[START The input]
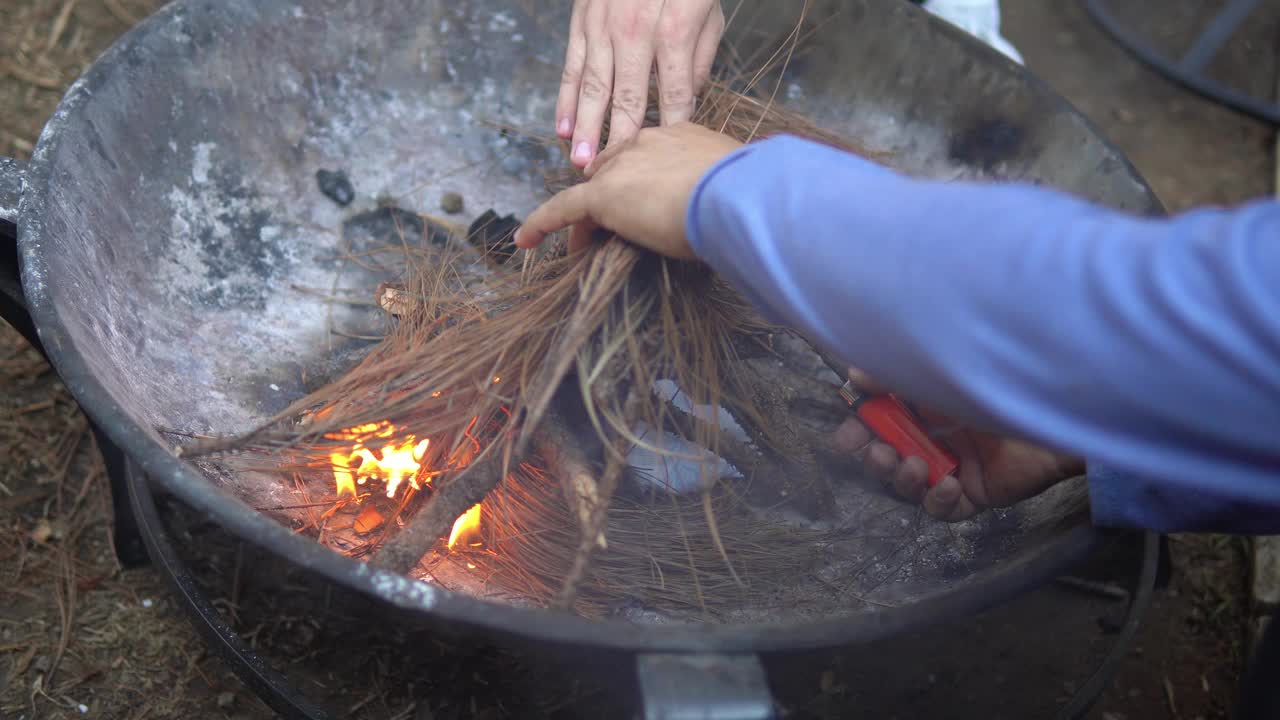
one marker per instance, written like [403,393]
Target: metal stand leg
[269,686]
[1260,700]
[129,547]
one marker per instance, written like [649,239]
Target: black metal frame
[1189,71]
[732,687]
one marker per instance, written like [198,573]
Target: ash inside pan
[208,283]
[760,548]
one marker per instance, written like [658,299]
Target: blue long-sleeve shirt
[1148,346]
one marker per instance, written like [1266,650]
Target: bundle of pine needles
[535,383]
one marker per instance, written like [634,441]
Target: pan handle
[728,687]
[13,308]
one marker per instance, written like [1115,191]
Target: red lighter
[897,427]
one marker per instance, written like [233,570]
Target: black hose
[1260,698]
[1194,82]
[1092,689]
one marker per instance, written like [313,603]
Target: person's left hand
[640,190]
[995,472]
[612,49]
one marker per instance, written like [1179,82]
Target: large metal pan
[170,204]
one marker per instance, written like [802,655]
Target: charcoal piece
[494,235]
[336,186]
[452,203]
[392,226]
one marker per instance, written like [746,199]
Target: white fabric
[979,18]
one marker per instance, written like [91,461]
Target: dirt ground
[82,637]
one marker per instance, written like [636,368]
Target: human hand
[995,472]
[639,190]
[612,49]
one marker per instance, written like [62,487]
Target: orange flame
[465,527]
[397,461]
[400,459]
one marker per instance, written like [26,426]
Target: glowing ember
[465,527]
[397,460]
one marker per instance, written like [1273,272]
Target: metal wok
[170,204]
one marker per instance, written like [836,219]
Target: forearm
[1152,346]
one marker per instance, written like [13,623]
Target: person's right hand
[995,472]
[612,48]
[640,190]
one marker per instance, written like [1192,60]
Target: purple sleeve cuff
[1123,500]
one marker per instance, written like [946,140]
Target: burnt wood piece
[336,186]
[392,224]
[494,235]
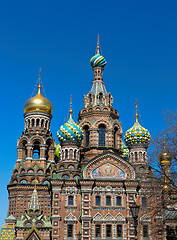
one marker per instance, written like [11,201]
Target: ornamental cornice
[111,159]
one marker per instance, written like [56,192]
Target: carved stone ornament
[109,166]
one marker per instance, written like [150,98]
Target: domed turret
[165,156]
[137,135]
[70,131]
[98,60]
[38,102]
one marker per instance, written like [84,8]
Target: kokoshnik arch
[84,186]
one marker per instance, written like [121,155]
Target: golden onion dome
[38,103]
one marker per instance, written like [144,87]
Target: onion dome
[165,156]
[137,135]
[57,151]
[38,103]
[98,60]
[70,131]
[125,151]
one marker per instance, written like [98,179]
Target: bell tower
[END The input]
[START The input]
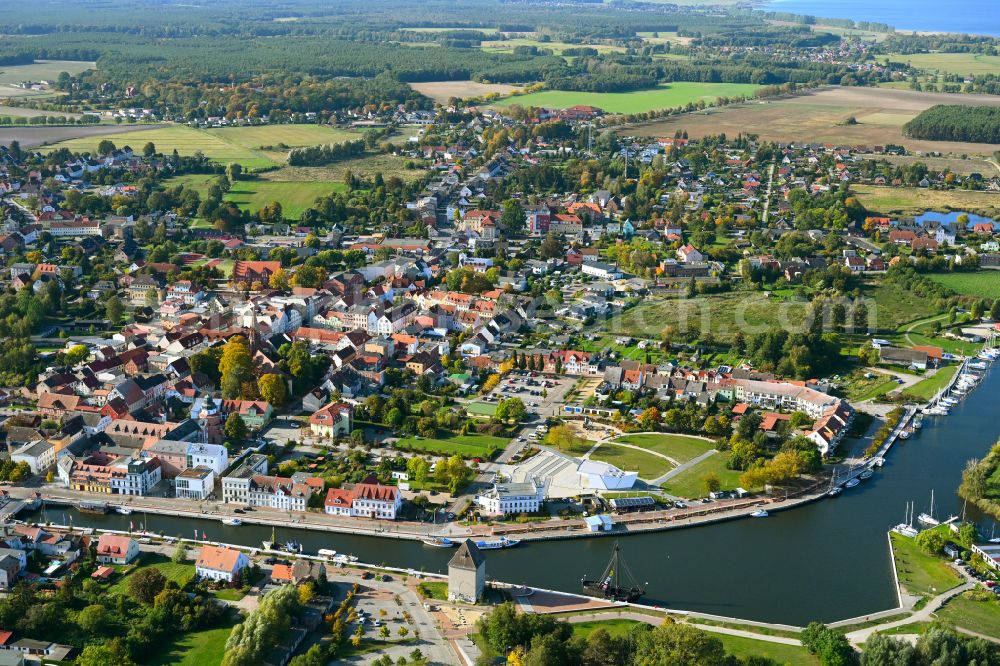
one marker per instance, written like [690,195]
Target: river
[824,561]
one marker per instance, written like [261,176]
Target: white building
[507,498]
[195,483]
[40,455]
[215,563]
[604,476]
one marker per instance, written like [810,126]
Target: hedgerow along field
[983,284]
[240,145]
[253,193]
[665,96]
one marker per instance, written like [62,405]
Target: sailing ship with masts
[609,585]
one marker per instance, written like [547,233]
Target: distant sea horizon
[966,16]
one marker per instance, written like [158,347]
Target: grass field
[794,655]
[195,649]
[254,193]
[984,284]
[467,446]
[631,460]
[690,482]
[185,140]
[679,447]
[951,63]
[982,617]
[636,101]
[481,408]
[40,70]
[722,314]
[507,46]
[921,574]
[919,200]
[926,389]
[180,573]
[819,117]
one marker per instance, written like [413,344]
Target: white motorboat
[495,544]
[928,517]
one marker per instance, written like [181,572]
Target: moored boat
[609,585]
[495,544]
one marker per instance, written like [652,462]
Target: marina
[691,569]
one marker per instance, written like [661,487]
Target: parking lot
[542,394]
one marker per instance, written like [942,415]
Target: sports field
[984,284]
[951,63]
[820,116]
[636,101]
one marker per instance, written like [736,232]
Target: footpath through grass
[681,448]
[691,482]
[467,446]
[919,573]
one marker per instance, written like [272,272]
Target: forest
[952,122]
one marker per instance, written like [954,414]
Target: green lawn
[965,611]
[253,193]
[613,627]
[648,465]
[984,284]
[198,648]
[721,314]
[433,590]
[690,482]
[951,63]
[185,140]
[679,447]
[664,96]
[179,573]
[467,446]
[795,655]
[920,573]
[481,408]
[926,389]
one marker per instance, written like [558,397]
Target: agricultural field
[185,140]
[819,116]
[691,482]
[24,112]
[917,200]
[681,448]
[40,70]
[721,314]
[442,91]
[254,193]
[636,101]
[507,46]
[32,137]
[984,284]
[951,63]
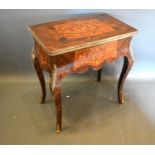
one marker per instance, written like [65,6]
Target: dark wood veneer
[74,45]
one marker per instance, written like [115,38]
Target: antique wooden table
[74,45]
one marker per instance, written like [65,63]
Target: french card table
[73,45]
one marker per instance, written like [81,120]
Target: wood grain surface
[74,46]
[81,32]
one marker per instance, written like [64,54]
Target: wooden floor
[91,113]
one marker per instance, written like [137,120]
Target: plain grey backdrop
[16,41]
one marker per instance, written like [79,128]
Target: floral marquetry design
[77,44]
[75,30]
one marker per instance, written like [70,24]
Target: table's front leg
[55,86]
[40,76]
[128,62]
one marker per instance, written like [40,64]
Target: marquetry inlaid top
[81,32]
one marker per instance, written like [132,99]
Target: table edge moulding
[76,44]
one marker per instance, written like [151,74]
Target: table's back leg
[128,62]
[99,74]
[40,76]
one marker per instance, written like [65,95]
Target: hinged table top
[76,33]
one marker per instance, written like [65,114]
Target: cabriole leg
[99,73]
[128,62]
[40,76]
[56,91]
[END The input]
**Challenge**
How many lines in the records contain the word "field"? Reply with the number only.

**The answer**
4